Testo fornito:
━━━━━━━━━━━━━━━━━━━━

Un più stretto coordinamento a livello europeo implica necessariamente una Unione della salute? Che sforzo servirebbe per metterla in piedi? Che conformazione assumerebbe? Sarebbe a prova di prossima pandemia? A quale costo umano ci si attrezzerebbe per la futura emergenza? Quante vite sarebbero state risparmiate da una Unione della salute?

Una bozza di Health Union

Le prime proposte in direzione della creazione di una EU Health Union, una Unione della salute, sembrano un tentativo di intervenire, modificandoli, su meccanismi e cornici istituzionali già esistenti, nell’intento di depurarli dai più marchiani difetti e limiti, quelli messi in luce dall’esperienza di Covid-19. A guardar bene, però, questi meccanismi di coordinamento e di solidarietà europei – che spaziano dalla protezione civile europea alla cornice di sicurezza sanitaria comune, dal comitato per la sicurezza sanitaria (Css) al centro di coordinamento della risposta alle emergenze (Ercc) – hanno già in sé la capacità di dare risposte ai problemi, solo che non sono stati utilizzati pienamente (vale per la protezione civile) oppure sono stati usati in modo inadeguato (è il caso della cornice di sicurezza sanitaria comune). In altre parole, nella prima fase della pandemia l’Unione europea avrebbe potuto evitare di affidarsi a quel ventaglio di misure nazionali scoordinate, di assistere ai blocchi delle esportazioni di dispositivi sanitari, a quei messaggi contraddittori sulla necessità di indossare mascherine, o al risorgere dei controlli alla frontiera quando non necessari.

━━━━━━━━━━━━━━━━━━━━

Attività da svolgere 1:
Secondo il testo fornito, quale meccanismo europeo non è stato utilizzato pienamente?
Attività da svolgere 2:
Si elenchino i meccanismi europei di coordinamento e di solidarietà citati nel testo fornito.
I record che seguono non hanno alcuna attinenza con il testo fornito.

━━━━━━━━━━━━━━━━━━━━

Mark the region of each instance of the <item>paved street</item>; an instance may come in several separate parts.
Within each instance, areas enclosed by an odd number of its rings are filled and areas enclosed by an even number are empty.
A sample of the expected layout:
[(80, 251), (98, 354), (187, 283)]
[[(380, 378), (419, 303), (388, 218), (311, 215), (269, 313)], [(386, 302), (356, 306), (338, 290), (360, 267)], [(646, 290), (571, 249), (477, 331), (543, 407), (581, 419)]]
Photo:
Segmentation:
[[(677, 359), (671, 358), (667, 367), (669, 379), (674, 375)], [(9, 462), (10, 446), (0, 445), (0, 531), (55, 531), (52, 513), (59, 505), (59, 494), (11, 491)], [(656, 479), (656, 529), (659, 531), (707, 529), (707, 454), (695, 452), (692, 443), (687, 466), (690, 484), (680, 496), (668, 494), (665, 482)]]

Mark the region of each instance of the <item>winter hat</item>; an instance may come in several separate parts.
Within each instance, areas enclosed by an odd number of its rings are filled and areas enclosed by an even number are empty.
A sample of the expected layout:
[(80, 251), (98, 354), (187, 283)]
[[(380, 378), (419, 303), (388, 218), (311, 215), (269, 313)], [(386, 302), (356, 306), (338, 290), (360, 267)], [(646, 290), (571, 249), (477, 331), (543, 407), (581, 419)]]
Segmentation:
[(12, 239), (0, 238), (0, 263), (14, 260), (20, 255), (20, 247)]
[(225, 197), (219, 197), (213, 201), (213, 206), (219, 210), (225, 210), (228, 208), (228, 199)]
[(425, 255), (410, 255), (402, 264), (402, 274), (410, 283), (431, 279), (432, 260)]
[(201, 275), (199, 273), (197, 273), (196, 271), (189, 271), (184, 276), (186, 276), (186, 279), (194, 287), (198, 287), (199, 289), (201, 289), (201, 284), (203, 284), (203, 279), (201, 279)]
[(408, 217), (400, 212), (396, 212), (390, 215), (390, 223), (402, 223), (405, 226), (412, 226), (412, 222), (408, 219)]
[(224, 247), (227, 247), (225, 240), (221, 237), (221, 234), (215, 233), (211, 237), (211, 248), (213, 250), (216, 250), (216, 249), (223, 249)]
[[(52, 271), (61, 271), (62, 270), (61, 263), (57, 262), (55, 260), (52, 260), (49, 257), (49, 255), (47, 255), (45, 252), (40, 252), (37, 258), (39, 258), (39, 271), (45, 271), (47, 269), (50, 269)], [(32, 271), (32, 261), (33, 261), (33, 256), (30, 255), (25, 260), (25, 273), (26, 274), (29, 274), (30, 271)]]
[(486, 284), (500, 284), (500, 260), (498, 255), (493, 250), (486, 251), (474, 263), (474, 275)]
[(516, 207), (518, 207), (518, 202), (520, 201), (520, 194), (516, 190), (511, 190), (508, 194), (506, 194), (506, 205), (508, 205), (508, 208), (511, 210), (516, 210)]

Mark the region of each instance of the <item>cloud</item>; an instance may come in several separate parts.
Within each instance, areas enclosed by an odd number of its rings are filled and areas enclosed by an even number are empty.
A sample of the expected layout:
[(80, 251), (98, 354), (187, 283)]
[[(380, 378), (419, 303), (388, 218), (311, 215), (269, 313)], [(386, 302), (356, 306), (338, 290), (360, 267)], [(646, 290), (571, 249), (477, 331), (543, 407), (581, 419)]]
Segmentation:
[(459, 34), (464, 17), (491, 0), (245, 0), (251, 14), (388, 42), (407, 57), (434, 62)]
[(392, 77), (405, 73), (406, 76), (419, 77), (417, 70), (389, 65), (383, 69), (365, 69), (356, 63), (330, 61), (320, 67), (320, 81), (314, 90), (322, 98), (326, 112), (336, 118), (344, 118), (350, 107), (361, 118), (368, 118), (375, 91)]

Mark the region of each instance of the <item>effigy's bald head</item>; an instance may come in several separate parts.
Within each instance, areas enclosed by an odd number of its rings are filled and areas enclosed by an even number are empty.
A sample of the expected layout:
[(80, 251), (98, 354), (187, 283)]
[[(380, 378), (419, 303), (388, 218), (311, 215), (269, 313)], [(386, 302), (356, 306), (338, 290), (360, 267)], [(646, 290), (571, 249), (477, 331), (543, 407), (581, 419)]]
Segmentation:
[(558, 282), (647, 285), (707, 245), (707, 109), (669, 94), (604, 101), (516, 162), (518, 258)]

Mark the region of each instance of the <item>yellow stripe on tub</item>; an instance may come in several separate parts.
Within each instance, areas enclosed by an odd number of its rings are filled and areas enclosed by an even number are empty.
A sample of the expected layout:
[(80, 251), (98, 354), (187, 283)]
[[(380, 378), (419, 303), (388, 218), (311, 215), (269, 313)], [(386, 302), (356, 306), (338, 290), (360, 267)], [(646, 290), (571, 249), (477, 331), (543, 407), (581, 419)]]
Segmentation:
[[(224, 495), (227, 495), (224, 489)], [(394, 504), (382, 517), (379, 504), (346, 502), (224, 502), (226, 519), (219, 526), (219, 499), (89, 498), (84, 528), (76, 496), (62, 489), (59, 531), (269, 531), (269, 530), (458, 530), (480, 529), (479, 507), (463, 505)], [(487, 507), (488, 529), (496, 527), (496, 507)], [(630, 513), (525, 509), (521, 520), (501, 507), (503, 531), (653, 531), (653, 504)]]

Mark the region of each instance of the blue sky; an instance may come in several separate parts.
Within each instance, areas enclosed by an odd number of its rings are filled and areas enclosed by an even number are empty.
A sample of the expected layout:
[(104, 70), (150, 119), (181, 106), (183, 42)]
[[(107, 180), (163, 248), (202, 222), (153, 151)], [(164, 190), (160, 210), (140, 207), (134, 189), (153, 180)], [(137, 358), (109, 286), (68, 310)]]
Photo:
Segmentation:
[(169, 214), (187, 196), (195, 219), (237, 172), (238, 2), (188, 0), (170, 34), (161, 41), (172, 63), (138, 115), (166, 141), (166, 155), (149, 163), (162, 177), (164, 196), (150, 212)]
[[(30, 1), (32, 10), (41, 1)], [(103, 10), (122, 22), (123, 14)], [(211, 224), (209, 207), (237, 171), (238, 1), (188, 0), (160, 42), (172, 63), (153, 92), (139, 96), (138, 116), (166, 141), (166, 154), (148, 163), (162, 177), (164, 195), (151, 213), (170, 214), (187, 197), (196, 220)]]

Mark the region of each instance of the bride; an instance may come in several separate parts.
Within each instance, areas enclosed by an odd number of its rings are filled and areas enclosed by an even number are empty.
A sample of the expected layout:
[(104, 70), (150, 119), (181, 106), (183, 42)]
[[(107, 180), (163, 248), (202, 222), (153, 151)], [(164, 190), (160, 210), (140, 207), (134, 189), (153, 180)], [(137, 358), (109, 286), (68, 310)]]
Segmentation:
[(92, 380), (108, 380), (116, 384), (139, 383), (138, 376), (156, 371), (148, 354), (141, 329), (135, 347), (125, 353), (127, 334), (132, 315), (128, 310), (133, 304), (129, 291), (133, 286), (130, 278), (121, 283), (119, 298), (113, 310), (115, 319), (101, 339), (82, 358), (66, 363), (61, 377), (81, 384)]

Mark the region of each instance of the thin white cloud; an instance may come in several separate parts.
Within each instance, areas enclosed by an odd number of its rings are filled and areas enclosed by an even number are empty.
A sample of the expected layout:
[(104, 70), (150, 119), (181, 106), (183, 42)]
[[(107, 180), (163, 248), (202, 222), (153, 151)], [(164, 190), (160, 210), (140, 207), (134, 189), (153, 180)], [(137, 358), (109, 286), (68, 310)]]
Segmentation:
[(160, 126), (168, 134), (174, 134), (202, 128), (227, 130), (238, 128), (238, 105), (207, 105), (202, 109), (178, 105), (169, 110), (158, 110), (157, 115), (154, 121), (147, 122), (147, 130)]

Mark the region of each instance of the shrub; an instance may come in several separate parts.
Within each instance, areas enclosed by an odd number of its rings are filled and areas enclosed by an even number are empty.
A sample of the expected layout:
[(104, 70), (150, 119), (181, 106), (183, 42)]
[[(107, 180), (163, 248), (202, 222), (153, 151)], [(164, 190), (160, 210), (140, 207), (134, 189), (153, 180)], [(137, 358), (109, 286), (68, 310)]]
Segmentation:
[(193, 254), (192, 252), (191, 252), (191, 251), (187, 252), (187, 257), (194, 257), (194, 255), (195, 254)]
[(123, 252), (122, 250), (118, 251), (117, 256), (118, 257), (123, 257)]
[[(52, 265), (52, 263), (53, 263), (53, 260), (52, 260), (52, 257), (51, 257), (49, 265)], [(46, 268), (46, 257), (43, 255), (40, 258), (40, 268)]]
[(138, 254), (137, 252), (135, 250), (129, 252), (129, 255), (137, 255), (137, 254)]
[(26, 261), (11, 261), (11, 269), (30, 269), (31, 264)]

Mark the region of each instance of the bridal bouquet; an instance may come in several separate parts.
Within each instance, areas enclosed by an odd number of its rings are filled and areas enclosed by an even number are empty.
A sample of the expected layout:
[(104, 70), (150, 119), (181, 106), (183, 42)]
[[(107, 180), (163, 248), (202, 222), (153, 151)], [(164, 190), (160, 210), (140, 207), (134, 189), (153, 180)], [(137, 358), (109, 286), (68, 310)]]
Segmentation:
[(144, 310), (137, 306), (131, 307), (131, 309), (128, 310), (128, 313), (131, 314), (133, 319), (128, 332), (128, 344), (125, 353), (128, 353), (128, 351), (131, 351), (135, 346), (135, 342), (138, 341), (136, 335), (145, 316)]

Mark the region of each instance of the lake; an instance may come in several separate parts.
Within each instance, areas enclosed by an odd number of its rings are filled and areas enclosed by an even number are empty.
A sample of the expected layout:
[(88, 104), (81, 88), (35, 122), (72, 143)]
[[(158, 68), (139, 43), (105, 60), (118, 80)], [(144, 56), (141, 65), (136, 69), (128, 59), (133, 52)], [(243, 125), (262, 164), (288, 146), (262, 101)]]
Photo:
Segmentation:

━━━━━━━━━━━━━━━━━━━━

Risposta 1:
La protezione civile europea.

Risposta 2:
- La protezione civile europea
- La cornice di sicurezza sanitaria comune
- Il comitato per la sicurezza sanitaria (Css)
- Il centro di coordinamento della risposta alle emergenze (Ercc)